**Source material**
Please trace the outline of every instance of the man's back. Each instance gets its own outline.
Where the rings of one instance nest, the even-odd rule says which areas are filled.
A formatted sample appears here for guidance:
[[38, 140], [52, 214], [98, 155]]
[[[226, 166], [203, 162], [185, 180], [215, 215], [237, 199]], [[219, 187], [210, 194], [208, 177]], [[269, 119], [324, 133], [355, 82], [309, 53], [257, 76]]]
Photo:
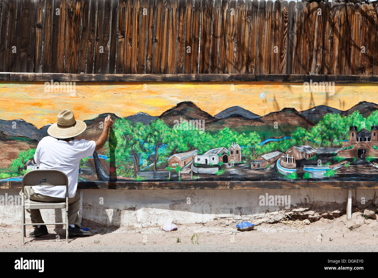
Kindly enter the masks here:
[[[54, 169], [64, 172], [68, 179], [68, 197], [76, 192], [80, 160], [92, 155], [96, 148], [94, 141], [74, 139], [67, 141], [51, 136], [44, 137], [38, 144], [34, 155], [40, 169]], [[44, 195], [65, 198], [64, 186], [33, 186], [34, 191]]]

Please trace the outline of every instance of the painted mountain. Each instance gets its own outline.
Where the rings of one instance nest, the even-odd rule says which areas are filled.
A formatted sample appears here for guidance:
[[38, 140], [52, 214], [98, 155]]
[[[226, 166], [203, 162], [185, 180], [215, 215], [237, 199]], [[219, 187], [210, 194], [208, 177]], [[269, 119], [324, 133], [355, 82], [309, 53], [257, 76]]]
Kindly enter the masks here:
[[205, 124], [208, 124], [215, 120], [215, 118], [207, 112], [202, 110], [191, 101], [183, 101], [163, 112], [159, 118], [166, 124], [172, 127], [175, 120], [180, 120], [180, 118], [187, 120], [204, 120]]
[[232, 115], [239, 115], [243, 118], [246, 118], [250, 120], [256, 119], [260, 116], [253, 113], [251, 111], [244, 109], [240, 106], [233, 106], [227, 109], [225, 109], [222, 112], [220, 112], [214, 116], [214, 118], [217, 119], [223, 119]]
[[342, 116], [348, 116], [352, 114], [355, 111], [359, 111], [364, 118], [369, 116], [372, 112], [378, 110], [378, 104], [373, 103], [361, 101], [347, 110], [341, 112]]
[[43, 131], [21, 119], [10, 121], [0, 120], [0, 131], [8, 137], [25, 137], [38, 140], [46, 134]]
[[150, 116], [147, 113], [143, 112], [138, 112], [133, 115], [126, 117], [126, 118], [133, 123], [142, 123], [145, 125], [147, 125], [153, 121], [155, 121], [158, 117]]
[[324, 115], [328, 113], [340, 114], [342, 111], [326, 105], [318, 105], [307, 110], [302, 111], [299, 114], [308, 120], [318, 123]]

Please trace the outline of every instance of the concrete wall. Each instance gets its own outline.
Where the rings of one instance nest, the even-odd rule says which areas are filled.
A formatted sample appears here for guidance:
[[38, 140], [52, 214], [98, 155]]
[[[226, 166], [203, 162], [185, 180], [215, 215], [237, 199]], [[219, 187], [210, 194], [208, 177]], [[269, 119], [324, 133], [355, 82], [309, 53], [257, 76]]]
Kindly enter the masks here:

* * *

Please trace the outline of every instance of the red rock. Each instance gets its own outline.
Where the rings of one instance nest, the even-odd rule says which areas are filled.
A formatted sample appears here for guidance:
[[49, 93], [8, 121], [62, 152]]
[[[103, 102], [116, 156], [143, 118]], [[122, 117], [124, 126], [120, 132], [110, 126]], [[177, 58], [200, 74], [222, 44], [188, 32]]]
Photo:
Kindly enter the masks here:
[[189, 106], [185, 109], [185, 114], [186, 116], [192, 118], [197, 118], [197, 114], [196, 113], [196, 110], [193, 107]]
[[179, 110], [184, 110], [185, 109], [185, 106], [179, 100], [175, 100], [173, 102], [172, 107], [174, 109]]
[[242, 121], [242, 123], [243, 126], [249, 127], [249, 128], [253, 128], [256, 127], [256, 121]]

**Description of the task**
Can you rewrite the items, starting with the line containing "Please trace the outline of every instance of the man's" and going through the line containing "186], [34, 191]]]", so that "man's back" becomes "person's back" and nothing else changes? Omit the pictures from your answer.

**Right answer**
Please trace the outline of every instance of the person's back. Each instance gets its own outline.
Where the rings of one instance nest, the even-odd rule says which areas are filled.
A formatted sample appears here for guidance:
[[38, 140], [52, 214], [98, 155]]
[[[226, 166], [203, 162], [185, 180], [215, 215], [237, 199]], [[219, 187], [210, 194], [208, 177]], [[269, 119], [324, 133], [355, 82], [309, 53], [257, 76]]]
Photo:
Kindly enter the masks here:
[[[54, 169], [64, 172], [68, 179], [68, 197], [76, 192], [80, 160], [92, 155], [96, 148], [94, 141], [74, 139], [67, 141], [51, 136], [44, 137], [38, 144], [34, 155], [40, 169]], [[44, 195], [65, 198], [64, 186], [33, 186], [34, 191]]]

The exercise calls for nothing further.